**EXERCISE PROMPT**
Reproduce nothing but the closing run of lines: the line with "Placement rule: one point per instance of the blurred green" and each line that follows it to the end of the data.

**RECORDS FOR THE EXERCISE**

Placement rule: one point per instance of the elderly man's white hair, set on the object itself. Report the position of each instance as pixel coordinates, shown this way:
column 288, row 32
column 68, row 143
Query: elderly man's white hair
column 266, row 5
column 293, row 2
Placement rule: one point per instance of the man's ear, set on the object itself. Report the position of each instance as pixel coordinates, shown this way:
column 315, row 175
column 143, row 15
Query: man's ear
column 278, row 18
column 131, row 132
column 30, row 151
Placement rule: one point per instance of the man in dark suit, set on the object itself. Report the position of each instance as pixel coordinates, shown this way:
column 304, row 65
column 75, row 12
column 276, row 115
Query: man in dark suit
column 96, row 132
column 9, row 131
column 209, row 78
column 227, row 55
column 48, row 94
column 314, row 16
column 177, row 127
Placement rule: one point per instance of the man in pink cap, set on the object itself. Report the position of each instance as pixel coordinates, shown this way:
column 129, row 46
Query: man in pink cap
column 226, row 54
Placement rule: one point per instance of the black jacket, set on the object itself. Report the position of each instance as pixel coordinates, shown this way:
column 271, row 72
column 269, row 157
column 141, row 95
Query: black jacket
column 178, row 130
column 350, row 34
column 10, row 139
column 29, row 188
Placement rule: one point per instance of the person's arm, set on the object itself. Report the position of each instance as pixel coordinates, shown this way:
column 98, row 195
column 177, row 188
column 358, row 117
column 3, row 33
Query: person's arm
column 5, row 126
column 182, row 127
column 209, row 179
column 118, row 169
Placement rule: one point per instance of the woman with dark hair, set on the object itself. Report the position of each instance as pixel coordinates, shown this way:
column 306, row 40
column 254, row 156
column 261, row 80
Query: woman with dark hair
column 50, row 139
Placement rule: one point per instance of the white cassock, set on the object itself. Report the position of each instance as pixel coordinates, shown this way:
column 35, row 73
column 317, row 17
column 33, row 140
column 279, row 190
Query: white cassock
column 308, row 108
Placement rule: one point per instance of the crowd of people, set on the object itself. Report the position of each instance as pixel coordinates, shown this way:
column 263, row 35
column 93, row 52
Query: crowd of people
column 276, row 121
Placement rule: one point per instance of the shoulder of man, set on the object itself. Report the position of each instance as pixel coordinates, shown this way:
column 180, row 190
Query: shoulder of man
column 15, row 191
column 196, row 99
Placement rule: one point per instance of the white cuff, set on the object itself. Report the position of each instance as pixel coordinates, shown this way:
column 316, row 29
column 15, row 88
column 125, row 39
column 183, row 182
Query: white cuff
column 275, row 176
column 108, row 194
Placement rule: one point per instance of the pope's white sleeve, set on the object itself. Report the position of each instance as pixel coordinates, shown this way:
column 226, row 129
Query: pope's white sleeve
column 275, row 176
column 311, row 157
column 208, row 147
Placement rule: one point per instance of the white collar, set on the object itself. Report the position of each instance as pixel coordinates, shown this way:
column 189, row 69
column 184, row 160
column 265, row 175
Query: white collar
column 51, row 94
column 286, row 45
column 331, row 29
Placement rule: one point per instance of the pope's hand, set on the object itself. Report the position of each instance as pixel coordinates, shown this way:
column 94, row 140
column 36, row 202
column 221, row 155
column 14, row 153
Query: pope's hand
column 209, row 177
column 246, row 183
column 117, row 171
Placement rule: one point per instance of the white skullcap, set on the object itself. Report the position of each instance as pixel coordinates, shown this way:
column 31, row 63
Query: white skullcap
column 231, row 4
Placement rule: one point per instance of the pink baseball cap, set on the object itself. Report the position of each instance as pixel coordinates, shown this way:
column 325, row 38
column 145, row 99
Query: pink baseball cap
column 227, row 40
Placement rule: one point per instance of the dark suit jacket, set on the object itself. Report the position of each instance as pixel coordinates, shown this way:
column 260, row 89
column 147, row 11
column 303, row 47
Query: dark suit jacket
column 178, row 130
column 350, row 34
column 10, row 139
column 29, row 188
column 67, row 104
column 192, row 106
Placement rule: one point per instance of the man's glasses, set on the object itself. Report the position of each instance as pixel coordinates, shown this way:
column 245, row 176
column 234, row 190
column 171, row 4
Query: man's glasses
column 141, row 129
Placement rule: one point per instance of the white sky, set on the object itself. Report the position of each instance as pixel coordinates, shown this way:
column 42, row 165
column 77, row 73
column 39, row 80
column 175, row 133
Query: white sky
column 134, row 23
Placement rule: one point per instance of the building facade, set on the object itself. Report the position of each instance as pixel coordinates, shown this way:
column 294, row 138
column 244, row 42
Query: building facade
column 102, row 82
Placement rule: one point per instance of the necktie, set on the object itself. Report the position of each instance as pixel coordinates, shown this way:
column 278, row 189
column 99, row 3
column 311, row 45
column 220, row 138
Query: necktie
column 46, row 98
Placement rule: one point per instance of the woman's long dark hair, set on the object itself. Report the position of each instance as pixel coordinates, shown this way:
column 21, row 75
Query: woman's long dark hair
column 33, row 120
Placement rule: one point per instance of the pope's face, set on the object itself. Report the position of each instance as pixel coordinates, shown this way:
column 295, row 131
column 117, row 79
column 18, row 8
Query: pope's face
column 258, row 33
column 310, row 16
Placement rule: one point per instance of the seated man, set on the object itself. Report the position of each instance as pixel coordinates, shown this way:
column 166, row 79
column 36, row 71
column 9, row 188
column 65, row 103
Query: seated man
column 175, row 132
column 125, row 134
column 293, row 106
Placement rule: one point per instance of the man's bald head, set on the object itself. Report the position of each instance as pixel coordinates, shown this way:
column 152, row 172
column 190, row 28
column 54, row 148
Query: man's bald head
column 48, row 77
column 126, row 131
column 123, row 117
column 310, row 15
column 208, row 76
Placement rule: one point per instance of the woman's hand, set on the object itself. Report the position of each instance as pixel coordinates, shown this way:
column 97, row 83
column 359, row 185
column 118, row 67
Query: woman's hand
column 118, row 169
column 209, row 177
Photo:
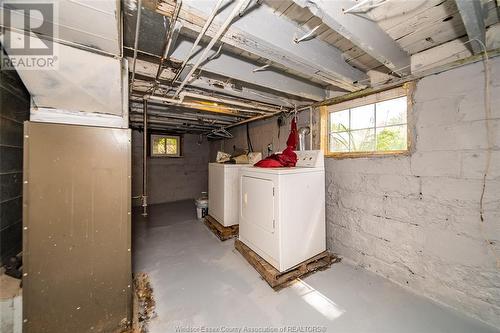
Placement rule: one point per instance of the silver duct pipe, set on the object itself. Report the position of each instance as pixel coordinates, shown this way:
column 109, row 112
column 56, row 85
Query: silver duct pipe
column 231, row 111
column 144, row 159
column 136, row 42
column 229, row 101
column 168, row 42
column 222, row 30
column 198, row 39
column 303, row 131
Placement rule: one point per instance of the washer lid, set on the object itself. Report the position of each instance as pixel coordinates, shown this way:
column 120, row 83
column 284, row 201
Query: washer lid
column 222, row 165
column 282, row 171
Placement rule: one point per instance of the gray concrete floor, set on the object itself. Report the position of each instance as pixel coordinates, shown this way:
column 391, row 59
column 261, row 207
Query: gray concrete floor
column 200, row 282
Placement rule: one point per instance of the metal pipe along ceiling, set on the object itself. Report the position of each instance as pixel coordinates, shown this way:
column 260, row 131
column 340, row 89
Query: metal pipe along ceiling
column 214, row 39
column 144, row 159
column 198, row 39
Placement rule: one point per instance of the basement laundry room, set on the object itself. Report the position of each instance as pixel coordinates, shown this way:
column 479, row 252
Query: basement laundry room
column 250, row 166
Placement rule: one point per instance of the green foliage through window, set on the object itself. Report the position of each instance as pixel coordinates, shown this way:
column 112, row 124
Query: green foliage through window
column 374, row 127
column 162, row 145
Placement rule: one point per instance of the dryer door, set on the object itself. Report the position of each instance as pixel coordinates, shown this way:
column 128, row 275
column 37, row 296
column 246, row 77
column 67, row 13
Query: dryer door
column 257, row 218
column 257, row 202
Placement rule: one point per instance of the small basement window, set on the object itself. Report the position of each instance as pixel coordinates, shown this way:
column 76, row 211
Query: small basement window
column 165, row 145
column 375, row 124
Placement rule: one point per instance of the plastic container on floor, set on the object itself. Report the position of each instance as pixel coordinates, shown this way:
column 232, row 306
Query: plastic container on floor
column 202, row 206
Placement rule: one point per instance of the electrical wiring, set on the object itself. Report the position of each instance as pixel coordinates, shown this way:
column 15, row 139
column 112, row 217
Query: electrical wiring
column 489, row 140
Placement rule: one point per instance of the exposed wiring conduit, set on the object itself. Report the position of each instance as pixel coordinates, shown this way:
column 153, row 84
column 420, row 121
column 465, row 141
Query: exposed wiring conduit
column 214, row 40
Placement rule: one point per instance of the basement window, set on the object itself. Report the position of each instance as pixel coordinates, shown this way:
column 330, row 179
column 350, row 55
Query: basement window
column 372, row 125
column 165, row 146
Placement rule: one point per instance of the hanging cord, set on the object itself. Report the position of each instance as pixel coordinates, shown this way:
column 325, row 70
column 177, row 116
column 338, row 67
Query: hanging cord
column 489, row 139
column 249, row 142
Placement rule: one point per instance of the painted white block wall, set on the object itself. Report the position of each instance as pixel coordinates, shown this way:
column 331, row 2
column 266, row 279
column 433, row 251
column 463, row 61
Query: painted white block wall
column 415, row 220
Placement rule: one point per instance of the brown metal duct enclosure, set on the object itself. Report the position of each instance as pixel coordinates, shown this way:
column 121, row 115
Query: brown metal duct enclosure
column 77, row 259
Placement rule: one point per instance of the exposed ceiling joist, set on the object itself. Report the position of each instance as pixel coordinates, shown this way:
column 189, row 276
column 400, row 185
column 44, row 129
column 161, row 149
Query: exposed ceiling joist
column 233, row 66
column 262, row 33
column 361, row 31
column 222, row 85
column 473, row 19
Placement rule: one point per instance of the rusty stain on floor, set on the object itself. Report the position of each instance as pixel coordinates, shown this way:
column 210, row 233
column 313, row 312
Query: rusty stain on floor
column 145, row 309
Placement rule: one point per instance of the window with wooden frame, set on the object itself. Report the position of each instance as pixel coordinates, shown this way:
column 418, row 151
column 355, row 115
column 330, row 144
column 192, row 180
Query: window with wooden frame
column 165, row 145
column 376, row 124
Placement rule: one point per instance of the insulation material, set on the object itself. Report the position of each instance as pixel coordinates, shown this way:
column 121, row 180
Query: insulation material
column 81, row 81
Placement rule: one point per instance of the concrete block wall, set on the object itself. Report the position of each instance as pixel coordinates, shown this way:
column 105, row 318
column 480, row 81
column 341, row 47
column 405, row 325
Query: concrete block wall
column 14, row 110
column 262, row 133
column 415, row 219
column 171, row 178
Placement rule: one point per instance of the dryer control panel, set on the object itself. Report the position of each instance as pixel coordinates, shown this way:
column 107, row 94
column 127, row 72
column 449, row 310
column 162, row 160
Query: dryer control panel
column 310, row 159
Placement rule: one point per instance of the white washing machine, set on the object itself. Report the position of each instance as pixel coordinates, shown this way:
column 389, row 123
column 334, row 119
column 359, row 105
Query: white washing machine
column 282, row 210
column 224, row 192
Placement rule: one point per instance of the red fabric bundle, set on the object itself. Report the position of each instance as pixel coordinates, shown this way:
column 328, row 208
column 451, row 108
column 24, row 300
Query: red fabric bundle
column 286, row 159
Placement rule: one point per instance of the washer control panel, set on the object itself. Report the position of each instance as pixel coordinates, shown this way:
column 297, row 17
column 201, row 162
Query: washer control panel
column 310, row 159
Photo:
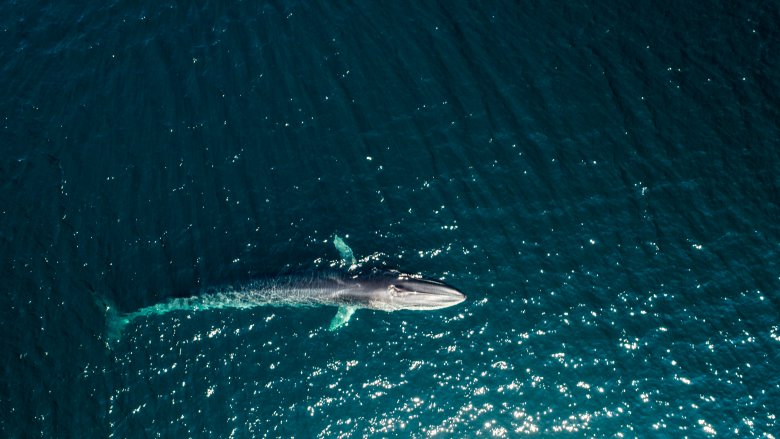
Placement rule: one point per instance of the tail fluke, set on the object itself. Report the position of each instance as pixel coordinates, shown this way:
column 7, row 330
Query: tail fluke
column 115, row 320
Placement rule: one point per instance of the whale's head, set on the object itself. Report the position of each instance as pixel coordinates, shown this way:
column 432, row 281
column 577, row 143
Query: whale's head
column 407, row 292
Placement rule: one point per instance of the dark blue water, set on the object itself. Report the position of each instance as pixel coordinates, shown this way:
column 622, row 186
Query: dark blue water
column 600, row 178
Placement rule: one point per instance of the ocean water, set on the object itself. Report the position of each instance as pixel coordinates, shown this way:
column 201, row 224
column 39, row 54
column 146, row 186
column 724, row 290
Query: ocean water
column 600, row 178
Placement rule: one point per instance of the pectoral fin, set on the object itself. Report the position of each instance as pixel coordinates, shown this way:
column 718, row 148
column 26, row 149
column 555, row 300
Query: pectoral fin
column 347, row 256
column 342, row 317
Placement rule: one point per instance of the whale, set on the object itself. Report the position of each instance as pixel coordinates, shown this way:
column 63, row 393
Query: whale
column 382, row 290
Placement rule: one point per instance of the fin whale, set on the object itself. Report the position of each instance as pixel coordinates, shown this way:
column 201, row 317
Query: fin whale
column 384, row 291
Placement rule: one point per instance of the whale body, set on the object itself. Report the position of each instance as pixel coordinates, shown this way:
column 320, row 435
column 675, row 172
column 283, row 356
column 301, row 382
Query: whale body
column 384, row 291
column 379, row 290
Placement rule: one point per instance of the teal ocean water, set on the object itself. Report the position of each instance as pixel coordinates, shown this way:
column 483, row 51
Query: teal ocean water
column 599, row 178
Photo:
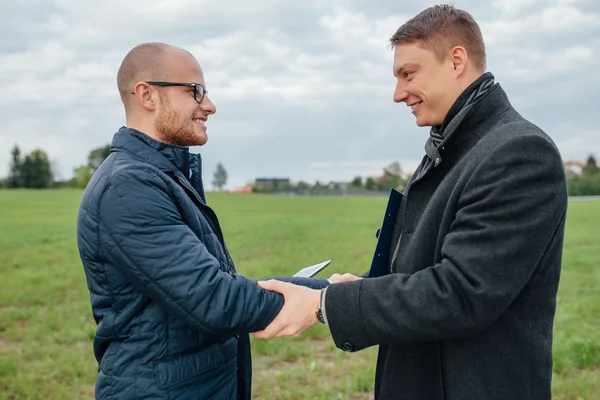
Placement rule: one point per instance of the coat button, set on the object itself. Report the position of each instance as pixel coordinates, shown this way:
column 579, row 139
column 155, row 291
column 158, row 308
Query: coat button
column 347, row 346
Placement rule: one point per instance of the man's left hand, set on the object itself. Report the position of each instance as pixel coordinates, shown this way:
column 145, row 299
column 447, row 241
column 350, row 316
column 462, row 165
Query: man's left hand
column 298, row 312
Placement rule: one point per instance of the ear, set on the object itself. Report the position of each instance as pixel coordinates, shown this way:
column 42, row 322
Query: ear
column 145, row 96
column 459, row 58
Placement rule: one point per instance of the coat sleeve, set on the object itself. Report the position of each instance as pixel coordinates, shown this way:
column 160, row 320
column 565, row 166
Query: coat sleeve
column 144, row 237
column 509, row 212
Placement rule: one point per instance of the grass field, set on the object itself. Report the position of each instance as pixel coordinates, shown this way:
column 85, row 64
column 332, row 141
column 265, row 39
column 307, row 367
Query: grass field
column 46, row 326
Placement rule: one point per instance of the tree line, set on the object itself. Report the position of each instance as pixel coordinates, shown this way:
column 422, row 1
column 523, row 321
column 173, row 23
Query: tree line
column 34, row 171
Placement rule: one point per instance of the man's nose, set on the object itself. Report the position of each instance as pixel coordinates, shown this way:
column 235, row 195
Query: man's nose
column 208, row 106
column 400, row 94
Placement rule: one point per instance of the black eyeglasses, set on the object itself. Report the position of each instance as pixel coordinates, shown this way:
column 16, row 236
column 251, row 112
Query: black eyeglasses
column 199, row 90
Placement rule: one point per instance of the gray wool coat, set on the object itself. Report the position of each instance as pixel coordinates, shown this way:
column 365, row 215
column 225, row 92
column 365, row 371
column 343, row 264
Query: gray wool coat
column 466, row 308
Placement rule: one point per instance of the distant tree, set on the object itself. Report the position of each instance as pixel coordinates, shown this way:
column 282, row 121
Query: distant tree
column 97, row 157
column 36, row 172
column 356, row 182
column 220, row 177
column 591, row 167
column 302, row 186
column 370, row 184
column 82, row 177
column 14, row 173
column 389, row 181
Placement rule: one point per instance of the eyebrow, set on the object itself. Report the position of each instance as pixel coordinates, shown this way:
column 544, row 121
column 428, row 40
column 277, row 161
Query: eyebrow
column 403, row 67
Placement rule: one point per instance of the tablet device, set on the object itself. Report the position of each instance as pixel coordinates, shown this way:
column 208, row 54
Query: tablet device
column 311, row 271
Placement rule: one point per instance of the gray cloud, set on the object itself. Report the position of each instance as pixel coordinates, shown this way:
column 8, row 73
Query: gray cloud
column 302, row 89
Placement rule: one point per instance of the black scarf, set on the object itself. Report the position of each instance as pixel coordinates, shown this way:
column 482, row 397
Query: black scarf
column 459, row 110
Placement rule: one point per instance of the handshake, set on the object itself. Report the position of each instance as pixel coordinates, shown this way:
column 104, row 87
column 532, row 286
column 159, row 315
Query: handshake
column 299, row 310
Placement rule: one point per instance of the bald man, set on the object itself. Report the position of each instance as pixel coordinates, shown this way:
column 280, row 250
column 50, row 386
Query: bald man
column 173, row 315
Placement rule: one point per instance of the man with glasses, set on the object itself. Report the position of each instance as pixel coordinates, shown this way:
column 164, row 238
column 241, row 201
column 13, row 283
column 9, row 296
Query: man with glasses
column 173, row 315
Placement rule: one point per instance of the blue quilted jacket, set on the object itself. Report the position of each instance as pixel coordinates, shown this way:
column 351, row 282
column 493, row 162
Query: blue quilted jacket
column 173, row 315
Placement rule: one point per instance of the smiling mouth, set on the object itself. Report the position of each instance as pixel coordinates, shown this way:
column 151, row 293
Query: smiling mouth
column 414, row 105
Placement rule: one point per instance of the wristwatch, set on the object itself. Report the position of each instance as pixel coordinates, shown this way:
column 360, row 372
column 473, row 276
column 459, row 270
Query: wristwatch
column 319, row 311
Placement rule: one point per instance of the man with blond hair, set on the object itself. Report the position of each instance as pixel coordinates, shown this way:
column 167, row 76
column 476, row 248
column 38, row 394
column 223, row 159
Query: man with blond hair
column 461, row 294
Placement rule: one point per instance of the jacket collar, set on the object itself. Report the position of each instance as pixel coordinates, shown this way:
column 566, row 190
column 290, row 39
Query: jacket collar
column 166, row 157
column 482, row 117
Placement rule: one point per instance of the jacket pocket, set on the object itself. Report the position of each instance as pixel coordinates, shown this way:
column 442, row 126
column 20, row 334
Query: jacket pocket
column 200, row 366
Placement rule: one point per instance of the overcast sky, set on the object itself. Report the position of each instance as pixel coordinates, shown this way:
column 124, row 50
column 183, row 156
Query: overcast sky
column 303, row 89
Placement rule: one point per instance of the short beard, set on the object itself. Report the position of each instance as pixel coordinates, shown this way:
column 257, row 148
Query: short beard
column 171, row 130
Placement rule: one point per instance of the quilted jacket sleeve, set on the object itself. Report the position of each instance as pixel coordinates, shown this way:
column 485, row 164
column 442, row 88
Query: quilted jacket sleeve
column 142, row 234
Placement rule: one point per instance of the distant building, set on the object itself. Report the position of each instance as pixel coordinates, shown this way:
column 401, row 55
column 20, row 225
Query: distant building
column 243, row 189
column 574, row 167
column 338, row 185
column 271, row 184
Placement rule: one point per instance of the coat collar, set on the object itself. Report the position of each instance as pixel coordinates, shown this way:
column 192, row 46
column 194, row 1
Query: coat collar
column 166, row 157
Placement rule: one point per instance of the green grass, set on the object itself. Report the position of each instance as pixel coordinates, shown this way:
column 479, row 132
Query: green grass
column 46, row 326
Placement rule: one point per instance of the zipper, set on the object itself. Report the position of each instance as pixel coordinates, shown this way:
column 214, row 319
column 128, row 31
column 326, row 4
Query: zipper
column 403, row 208
column 213, row 223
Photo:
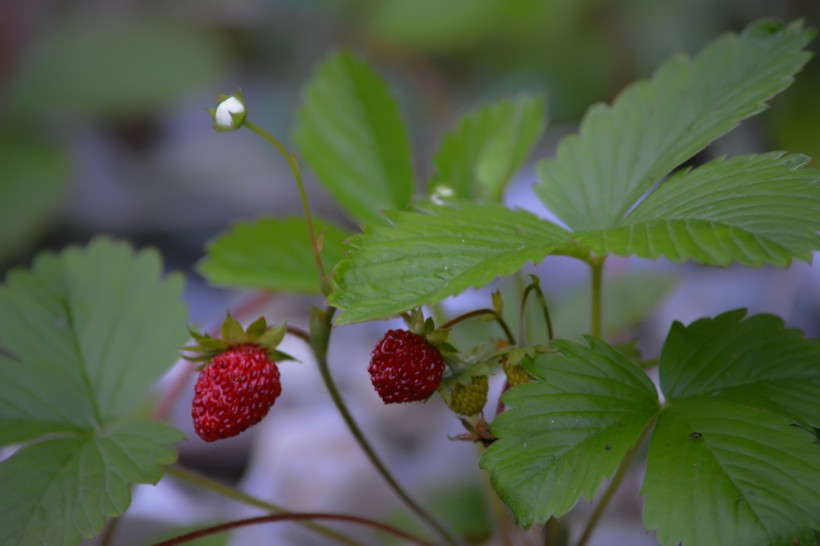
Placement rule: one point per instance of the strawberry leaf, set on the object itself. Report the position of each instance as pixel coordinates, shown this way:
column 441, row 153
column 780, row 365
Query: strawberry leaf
column 83, row 336
column 351, row 134
column 271, row 254
column 567, row 432
column 622, row 150
column 489, row 145
column 427, row 256
column 726, row 465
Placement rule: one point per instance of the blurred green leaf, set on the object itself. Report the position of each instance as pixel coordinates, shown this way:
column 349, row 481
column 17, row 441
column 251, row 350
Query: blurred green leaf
column 351, row 134
column 753, row 209
column 566, row 432
column 622, row 150
column 481, row 155
column 272, row 254
column 93, row 69
column 83, row 336
column 427, row 256
column 32, row 182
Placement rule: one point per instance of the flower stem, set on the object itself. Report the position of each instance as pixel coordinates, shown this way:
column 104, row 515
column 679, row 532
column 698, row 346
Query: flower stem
column 237, row 495
column 603, row 502
column 290, row 157
column 481, row 313
column 597, row 266
column 291, row 517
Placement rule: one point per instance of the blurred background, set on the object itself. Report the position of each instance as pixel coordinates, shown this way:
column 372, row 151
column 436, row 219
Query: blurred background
column 103, row 129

**OUTPUT OF THE TASK**
Placement rule: one point per instance of the blurred green leaf, set on the object itself. Report the position of each instance as pixel coordinates, shown this way:
column 349, row 481
column 17, row 441
column 251, row 350
Query: blurred green leaf
column 351, row 134
column 753, row 209
column 566, row 432
column 622, row 150
column 481, row 155
column 272, row 254
column 93, row 69
column 83, row 336
column 427, row 256
column 32, row 182
Placement rule: one point per instance of the flower stem, set on the object itself. Report the position of each instance as pixel coordinates, shown this way:
column 104, row 515
column 679, row 532
column 698, row 346
Query: flower stem
column 237, row 495
column 603, row 502
column 290, row 157
column 481, row 313
column 597, row 266
column 291, row 517
Placement rule: one point per instance of the blurred background, set on the object itself. Report the position of each instance as pixel coordinates, shown this way:
column 372, row 151
column 436, row 219
Query: blurred background
column 103, row 129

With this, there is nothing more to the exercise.